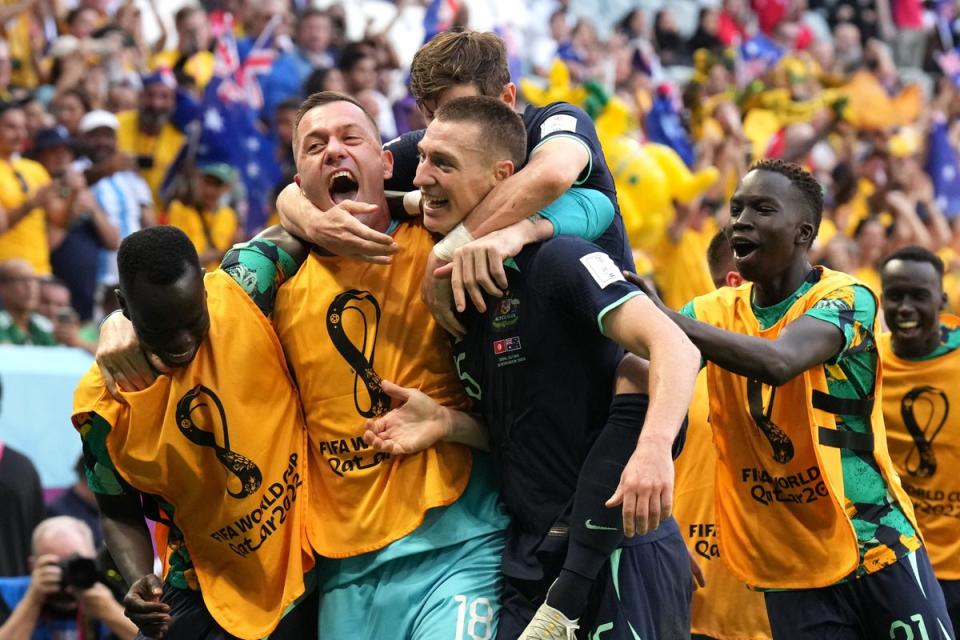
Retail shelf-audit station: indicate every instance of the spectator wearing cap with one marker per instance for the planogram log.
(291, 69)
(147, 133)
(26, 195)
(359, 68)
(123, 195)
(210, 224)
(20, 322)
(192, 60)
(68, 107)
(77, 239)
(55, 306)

* * *

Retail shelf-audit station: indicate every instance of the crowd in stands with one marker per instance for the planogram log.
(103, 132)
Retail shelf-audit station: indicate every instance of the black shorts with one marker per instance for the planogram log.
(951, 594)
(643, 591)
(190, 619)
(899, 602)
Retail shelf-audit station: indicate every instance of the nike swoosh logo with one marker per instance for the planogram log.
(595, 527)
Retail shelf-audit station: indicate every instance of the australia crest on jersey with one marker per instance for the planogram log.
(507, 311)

...

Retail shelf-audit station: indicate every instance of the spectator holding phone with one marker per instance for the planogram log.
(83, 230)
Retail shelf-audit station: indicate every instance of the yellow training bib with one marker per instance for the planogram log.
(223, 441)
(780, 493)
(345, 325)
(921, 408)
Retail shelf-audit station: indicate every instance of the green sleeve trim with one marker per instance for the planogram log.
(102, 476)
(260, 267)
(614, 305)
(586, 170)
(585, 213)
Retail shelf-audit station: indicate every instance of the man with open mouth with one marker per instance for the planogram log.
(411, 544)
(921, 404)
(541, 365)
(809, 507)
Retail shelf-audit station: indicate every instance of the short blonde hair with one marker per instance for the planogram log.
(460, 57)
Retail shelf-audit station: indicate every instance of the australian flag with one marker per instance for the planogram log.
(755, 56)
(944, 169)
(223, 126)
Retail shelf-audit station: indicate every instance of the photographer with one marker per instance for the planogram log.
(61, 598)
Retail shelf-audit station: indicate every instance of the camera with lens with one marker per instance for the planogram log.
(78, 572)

• **Brief**
Extract every line of the entries above that contains the word "spectator", copying each line in full.

• **Result of this task**
Retail shelf-audit station: indicate every instance of the spectator wearing cap with one marker per instance for the planogram log.
Retail shelf-audit station: indicate every instance of the spectator holding phone with one marker per instance for the planogram log.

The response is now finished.